▸ Information given:
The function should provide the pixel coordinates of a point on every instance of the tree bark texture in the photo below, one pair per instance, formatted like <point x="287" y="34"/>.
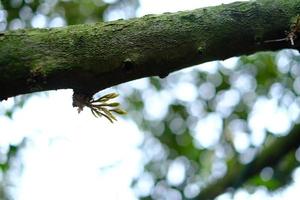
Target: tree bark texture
<point x="88" y="58"/>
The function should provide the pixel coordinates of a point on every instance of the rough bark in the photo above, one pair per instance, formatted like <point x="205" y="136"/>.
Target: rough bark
<point x="88" y="58"/>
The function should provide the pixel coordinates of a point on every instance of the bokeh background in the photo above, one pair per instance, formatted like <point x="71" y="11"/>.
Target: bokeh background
<point x="225" y="129"/>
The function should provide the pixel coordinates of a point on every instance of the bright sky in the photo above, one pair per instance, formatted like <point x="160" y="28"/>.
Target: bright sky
<point x="77" y="157"/>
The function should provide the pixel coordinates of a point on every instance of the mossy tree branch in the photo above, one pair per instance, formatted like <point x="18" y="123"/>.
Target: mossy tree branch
<point x="88" y="58"/>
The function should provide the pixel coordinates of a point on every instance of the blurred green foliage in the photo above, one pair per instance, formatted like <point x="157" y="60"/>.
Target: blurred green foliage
<point x="208" y="118"/>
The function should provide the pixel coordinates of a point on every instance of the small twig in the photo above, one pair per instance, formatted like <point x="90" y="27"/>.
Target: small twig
<point x="291" y="35"/>
<point x="99" y="107"/>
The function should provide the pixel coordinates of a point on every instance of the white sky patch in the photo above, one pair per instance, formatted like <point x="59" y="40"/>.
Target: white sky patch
<point x="266" y="115"/>
<point x="156" y="103"/>
<point x="208" y="130"/>
<point x="185" y="91"/>
<point x="68" y="152"/>
<point x="39" y="21"/>
<point x="176" y="173"/>
<point x="151" y="7"/>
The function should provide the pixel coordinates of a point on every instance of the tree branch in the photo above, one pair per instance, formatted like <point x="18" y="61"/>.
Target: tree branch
<point x="89" y="58"/>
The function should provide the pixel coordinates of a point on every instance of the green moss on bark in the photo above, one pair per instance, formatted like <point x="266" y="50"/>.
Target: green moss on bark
<point x="89" y="58"/>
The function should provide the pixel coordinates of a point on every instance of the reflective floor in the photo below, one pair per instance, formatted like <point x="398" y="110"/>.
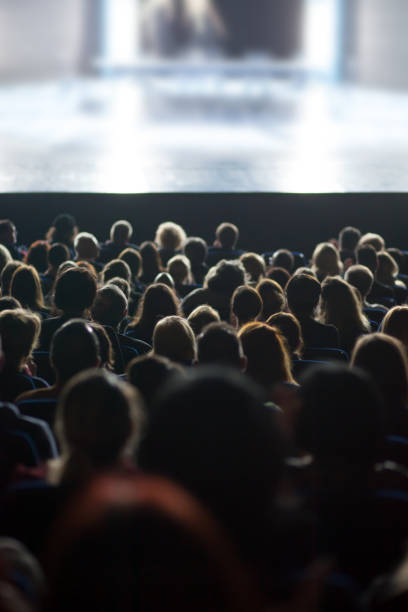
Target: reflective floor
<point x="204" y="133"/>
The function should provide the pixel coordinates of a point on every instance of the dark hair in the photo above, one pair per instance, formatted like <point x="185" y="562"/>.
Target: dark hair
<point x="341" y="416"/>
<point x="74" y="347"/>
<point x="219" y="343"/>
<point x="303" y="293"/>
<point x="75" y="290"/>
<point x="227" y="234"/>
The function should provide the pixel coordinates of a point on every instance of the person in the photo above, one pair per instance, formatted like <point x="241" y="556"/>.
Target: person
<point x="339" y="306"/>
<point x="303" y="294"/>
<point x="25" y="286"/>
<point x="120" y="234"/>
<point x="246" y="305"/>
<point x="348" y="240"/>
<point x="225" y="245"/>
<point x="170" y="238"/>
<point x="254" y="266"/>
<point x="272" y="296"/>
<point x="268" y="361"/>
<point x="75" y="291"/>
<point x="37" y="255"/>
<point x="74" y="348"/>
<point x="8" y="238"/>
<point x="19" y="332"/>
<point x="196" y="250"/>
<point x="219" y="285"/>
<point x="290" y="329"/>
<point x="63" y="229"/>
<point x="220" y="344"/>
<point x="152" y="264"/>
<point x="384" y="359"/>
<point x="157" y="302"/>
<point x="201" y="316"/>
<point x="326" y="261"/>
<point x="173" y="338"/>
<point x="99" y="421"/>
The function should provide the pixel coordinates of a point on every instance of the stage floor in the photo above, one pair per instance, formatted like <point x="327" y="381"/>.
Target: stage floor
<point x="170" y="134"/>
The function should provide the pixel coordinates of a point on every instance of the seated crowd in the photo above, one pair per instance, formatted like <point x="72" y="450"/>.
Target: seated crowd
<point x="194" y="427"/>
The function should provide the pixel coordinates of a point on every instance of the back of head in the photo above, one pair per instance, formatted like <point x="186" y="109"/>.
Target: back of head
<point x="121" y="232"/>
<point x="224" y="435"/>
<point x="303" y="293"/>
<point x="196" y="250"/>
<point x="19" y="332"/>
<point x="202" y="316"/>
<point x="268" y="361"/>
<point x="367" y="256"/>
<point x="375" y="240"/>
<point x="110" y="306"/>
<point x="170" y="236"/>
<point x="395" y="323"/>
<point x="25" y="286"/>
<point x="173" y="338"/>
<point x="246" y="304"/>
<point x="116" y="267"/>
<point x="227" y="235"/>
<point x="340" y="418"/>
<point x="74" y="347"/>
<point x="57" y="254"/>
<point x="283" y="259"/>
<point x="219" y="343"/>
<point x="272" y="296"/>
<point x="254" y="266"/>
<point x="149" y="373"/>
<point x="225" y="277"/>
<point x="75" y="290"/>
<point x="98" y="416"/>
<point x="361" y="278"/>
<point x="348" y="238"/>
<point x="384" y="358"/>
<point x="290" y="329"/>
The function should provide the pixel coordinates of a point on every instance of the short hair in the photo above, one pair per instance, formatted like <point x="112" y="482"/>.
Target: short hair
<point x="367" y="256"/>
<point x="7" y="275"/>
<point x="133" y="260"/>
<point x="75" y="290"/>
<point x="121" y="231"/>
<point x="219" y="343"/>
<point x="74" y="348"/>
<point x="170" y="236"/>
<point x="290" y="329"/>
<point x="268" y="361"/>
<point x="225" y="277"/>
<point x="375" y="240"/>
<point x="201" y="316"/>
<point x="57" y="254"/>
<point x="361" y="278"/>
<point x="109" y="306"/>
<point x="19" y="332"/>
<point x="195" y="249"/>
<point x="116" y="267"/>
<point x="98" y="418"/>
<point x="173" y="338"/>
<point x="303" y="293"/>
<point x="254" y="266"/>
<point x="272" y="296"/>
<point x="348" y="238"/>
<point x="283" y="258"/>
<point x="86" y="245"/>
<point x="227" y="234"/>
<point x="180" y="269"/>
<point x="149" y="373"/>
<point x="246" y="304"/>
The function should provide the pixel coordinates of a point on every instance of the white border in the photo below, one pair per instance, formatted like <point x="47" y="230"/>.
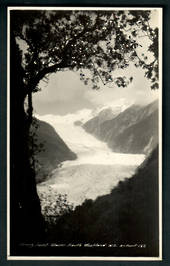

▸ Problem details: Report every line of the material above that contains the word "stage", copying each such line in full.

▸ Task answer:
The function should provide the pixel coordinates of a point on every instance of the stage floor in the photo above, one pair per instance, formatted like <point x="327" y="381"/>.
Target: stage floor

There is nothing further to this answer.